*Written task a*:
From the Temecula thread, reproduce the passage that opens with the words containing "## allison (Apr" and closes with "but is awesome!!", changing "Domenigoni" to "Scott" throughout.

# Anyone here from Temecula?



## NorCalBiker (Jul 10, 2006)

I am going to be in Temecula this weekend. I'm planning on riding Saturday and Sunday around 50 miles each day. I will be staying near Winchester Rd and Nicolas Rd. Please show me some route.  

TIA


----------



## Bob E (Feb 17, 2011)

There is a ride at Jax bike shop on Margarita Rd. about a mile north of Winchester. It starts at 8am and are usually 40 to 50 miles. Its a great group to ride with! Go on Facebook, Jax Bicycle Center - Murrieta and they will post where we will be riding on Thursday or Friday.


----------



## allison (Apr 19, 2006)

Do a bit of Google mapping, but you can ride from there out to Rancho Cal road, cut across by South Coast Winery on Anza Rd down to De Portola, left on Glen Oaks, right on Mesa, continue East Benton, left on Sage, left/follow road Cty Hwy 3/Cactus Valley Rd, continue/right on State, left on Domenigoni (option to turn left and go into the Diamond Valley Reservoir area and climb up to see the reservoir), straight down Domenigoni continue on Newport, left on Menifee, right on Keller, left on Antelope, left on Stepp, right on Meadowlark Lane keep straight onto Whitewood, left on Murrieta Hot Springs, take that back to Winchester to Nicholas. (Alt, just take Whitewood out to Domenigoni and do the flat ride as far out as you need, u-turn and head back.)

If you want a bit bigger of a route (60~ miles) look up Rice/Couser. That route has even more turns but is awesome!!

Bring plenty of water should be really warm


----------

*Given data*:

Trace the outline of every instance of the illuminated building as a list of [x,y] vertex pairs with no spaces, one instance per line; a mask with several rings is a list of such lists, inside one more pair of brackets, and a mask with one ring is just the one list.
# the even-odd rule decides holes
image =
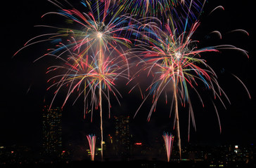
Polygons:
[[49,109],[44,106],[42,113],[42,154],[44,156],[58,156],[62,153],[61,115],[60,108]]
[[131,134],[129,133],[129,117],[115,117],[115,151],[122,157],[127,158],[131,154]]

*Written task b*:
Rewrite every line of the outline listing above, labeling requests included. Multiply each vertex coordinate in the answers by 2.25 and round to the nearest whole number, with halves rounded up. Omit the pictures.

*Written solution a*:
## allison (Apr 19, 2006)

Do a bit of Google mapping, but you can ride from there out to Rancho Cal road, cut across by South Coast Winery on Anza Rd down to De Portola, left on Glen Oaks, right on Mesa, continue East Benton, left on Sage, left/follow road Cty Hwy 3/Cactus Valley Rd, continue/right on State, left on Scott (option to turn left and go into the Diamond Valley Reservoir area and climb up to see the reservoir), straight down Scott continue on Newport, left on Menifee, right on Keller, left on Antelope, left on Stepp, right on Meadowlark Lane keep straight onto Whitewood, left on Murrieta Hot Springs, take that back to Winchester to Nicholas. (Alt, just take Whitewood out to Scott and do the flat ride as far out as you need, u-turn and head back.)

If you want a bit bigger of a route (60~ miles) look up Rice/Couser. That route has even more turns but is awesome!!

*Written solution b*:
Trace the outline of every instance of the illuminated building as a list of [x,y] vertex pairs with no spaces, one instance per line; a mask with several rings is a list of such lists, inside one more pair of brackets, and a mask with one ring is just the one list.
# the even-odd rule decides holes
image =
Polygons:
[[110,245],[99,239],[95,254],[95,347],[99,351],[131,351],[140,344],[137,259],[135,243]]
[[295,302],[290,299],[290,263],[259,263],[259,340],[275,353],[286,356],[295,347]]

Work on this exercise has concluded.